## Instruction 1
Reproduce the announcement of the qualifying examination on communication optimizations in distributed deep learning word for word.

## Text passage

++++++++

A Survey of Communication Optimizations in Distributed Deep Learning

PhD Qualifying Examination


Title: "A Survey of Communication Optimizations in Distributed Deep Learning"

by

Mr. Lin ZHANG


Abstract:

Nowadays, distributed deep learning (DL) has become a common practice in 
accelerating large deep neural networks (DNNs) training across multiple 
workers. However, such distributed training requires extensive communications. 
The communication overheads often consume a significant portion of the training 
time, and result in a severe performance bottleneck. How to address the 
communication issues has attracted much attention from both academia and 
industry to improve the system scalability. In this article, we present a 
survey of communication optimization techniques for data parallel distributed 
DL. In particular, we focus on system architecture design and communication 
scheduling algorithms. The system architecture defines how workers exchange 
information, and the communication scheduling algorithms can be applied into 
different architectures to better utilize the network capacity. These 
techniques are important as they do not change the training dynamics of the 
learning algorithms and can be directly integrated into existing DL frameworks. 
Furthermore, we find that distributed second-order algorithms have been emerged 
to accelerate distributed DNNs training with less iterations to convergence, 
compared to the first-order SGD algorithms. As existing communication solutions 
are mostly built on first-order algorithms, it motivates us to explore the 
opportunities of communication optimizations for the representative K-FAC 
algorithms.


Date:			Wednesday, 1 December 2021

Time:                  	2:00pm - 4:00pm

Venue:			Room 3494
 			(lifts 25/26)

Committee Members:	Prof. Bo Li (Supervisor)
 			Dr. Wei Wang (Chairperson)
 			Prof. Qiong Luo
 			Dr. Yangqiu Song


**** ALL are Welcome ****

++++++++

## Stored rows
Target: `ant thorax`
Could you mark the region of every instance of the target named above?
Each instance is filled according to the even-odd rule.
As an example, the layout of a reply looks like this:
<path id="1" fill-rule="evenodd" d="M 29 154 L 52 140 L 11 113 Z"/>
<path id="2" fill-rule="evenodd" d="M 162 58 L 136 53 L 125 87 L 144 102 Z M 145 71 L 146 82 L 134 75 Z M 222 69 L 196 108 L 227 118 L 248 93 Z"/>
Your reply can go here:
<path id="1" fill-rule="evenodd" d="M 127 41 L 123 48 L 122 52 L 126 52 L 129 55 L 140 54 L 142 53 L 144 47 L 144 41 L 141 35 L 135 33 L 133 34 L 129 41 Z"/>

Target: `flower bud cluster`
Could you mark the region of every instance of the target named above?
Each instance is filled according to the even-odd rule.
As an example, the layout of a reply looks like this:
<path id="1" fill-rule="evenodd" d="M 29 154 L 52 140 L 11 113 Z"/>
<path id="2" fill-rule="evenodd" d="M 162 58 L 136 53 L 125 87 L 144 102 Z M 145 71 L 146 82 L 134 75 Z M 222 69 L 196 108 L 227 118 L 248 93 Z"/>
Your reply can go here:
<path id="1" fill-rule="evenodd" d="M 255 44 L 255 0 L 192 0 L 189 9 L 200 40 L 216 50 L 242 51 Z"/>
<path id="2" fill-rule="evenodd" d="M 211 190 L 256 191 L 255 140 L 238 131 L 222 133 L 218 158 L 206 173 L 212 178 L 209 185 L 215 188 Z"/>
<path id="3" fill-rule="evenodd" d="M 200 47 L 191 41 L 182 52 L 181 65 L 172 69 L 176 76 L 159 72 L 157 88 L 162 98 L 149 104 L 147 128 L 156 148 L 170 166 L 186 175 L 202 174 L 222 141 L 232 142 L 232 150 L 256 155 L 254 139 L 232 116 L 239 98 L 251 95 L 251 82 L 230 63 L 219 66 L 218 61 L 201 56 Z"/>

++++++++

## Instruction 2
Write out every line of the records above without changing anything.

## Response 1
A Survey of Communication Optimizations in Distributed Deep Learning

PhD Qualifying Examination


Title: "A Survey of Communication Optimizations in Distributed Deep Learning"

by

Mr. Lin ZHANG


Abstract:

Nowadays, distributed deep learning (DL) has become a common practice in 
accelerating large deep neural networks (DNNs) training across multiple 
workers. However, such distributed training requires extensive communications. 
The communication overheads often consume a significant portion of the training 
time, and result in a severe performance bottleneck. How to address the 
communication issues has attracted much attention from both academia and 
industry to improve the system scalability. In this article, we present a 
survey of communication optimization techniques for data parallel distributed 
DL. In particular, we focus on system architecture design and communication 
scheduling algorithms. The system architecture defines how workers exchange 
information, and the communication scheduling algorithms can be applied into 
different architectures to better utilize the network capacity. These 
techniques are important as they do not change the training dynamics of the 
learning algorithms and can be directly integrated into existing DL frameworks. 
Furthermore, we find that distributed second-order algorithms have been emerged 
to accelerate distributed DNNs training with less iterations to convergence, 
compared to the first-order SGD algorithms. As existing communication solutions 
are mostly built on first-order algorithms, it motivates us to explore the 
opportunities of communication optimizations for the representative K-FAC 
algorithms.


Date:			Wednesday, 1 December 2021

Time:                  	2:00pm - 4:00pm

Venue:			Room 3494
 			(lifts 25/26)

Committee Members:	Prof. Bo Li (Supervisor)
 			Dr. Wei Wang (Chairperson)
 			Prof. Qiong Luo
 			Dr. Yangqiu Song


**** ALL are Welcome ****

## Response 2
Target: `ant thorax`
Could you mark the region of every instance of the target named above?
Each instance is filled according to the even-odd rule.
As an example, the layout of a reply looks like this:
<path id="1" fill-rule="evenodd" d="M 29 154 L 52 140 L 11 113 Z"/>
<path id="2" fill-rule="evenodd" d="M 162 58 L 136 53 L 125 87 L 144 102 Z M 145 71 L 146 82 L 134 75 Z M 222 69 L 196 108 L 227 118 L 248 93 Z"/>
Your reply can go here:
<path id="1" fill-rule="evenodd" d="M 127 41 L 123 48 L 122 52 L 126 52 L 129 55 L 140 54 L 142 53 L 144 47 L 144 41 L 141 35 L 135 33 L 133 34 L 129 41 Z"/>

Target: `flower bud cluster`
Could you mark the region of every instance of the target named above?
Each instance is filled according to the even-odd rule.
As an example, the layout of a reply looks like this:
<path id="1" fill-rule="evenodd" d="M 29 154 L 52 140 L 11 113 Z"/>
<path id="2" fill-rule="evenodd" d="M 162 58 L 136 53 L 125 87 L 144 102 Z M 145 71 L 146 82 L 134 75 Z M 222 69 L 196 108 L 227 118 L 248 93 Z"/>
Your reply can go here:
<path id="1" fill-rule="evenodd" d="M 255 44 L 255 0 L 192 0 L 189 9 L 200 40 L 216 50 L 242 51 Z"/>
<path id="2" fill-rule="evenodd" d="M 211 190 L 256 191 L 255 140 L 238 131 L 222 133 L 218 158 L 206 173 L 212 178 L 209 185 L 215 188 Z"/>
<path id="3" fill-rule="evenodd" d="M 200 47 L 191 41 L 182 52 L 181 65 L 172 69 L 176 76 L 159 72 L 157 88 L 162 98 L 149 104 L 147 128 L 156 148 L 170 166 L 186 175 L 202 174 L 222 141 L 232 142 L 232 150 L 256 155 L 254 139 L 232 116 L 239 98 L 251 95 L 251 82 L 230 63 L 219 66 L 218 61 L 201 56 Z"/>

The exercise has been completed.